§ REQUIREMENTS: Pick out each of the following rows that contains the word "below" and copy those rows word for word.

§ RECORDS:
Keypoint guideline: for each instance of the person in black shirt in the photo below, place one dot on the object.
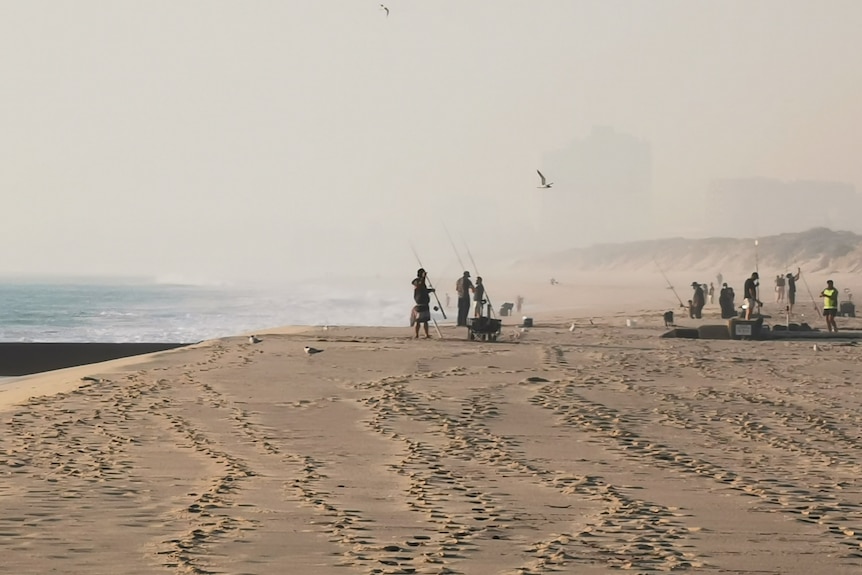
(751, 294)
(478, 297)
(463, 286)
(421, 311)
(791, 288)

---

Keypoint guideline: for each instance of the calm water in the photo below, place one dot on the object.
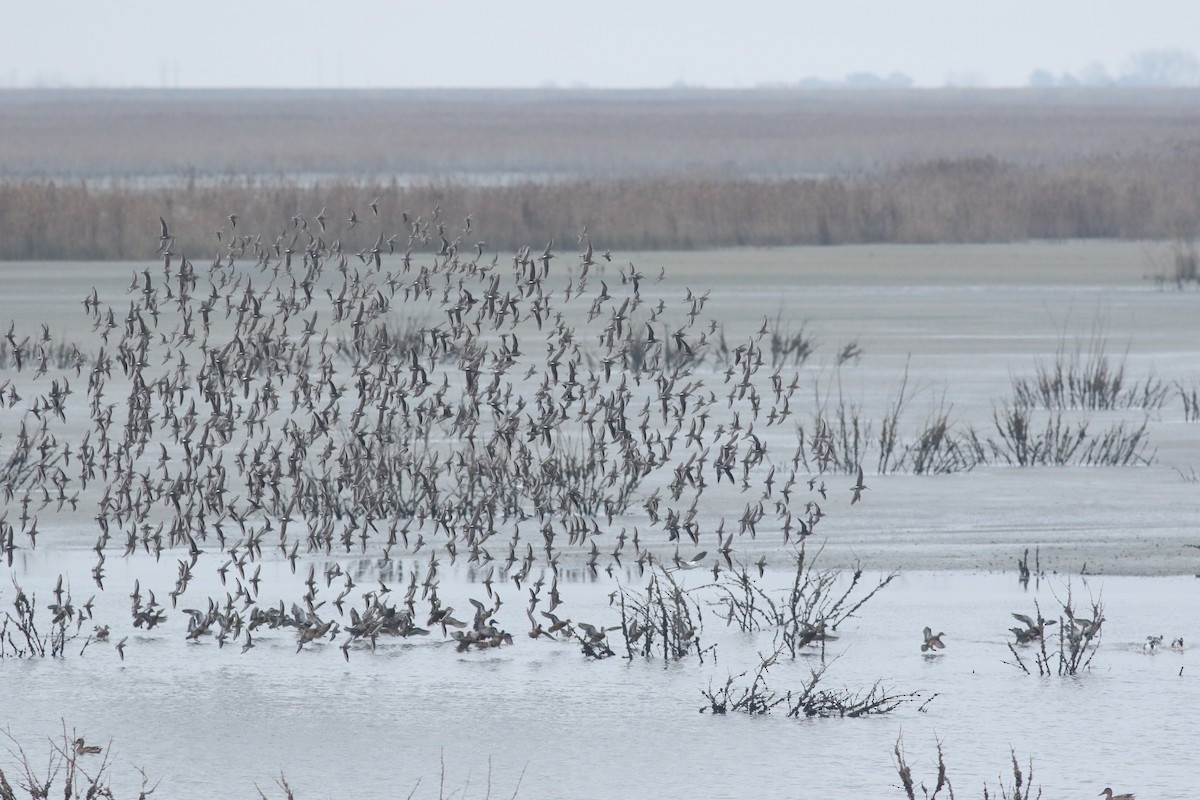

§ COMPLETE RESPONSE:
Keypoint guideline: for each instance of the person in black shirt in the photo below, place one dot on the object.
Keypoint guideline: for each instance of the calm water in the photo below, place one dot on the object.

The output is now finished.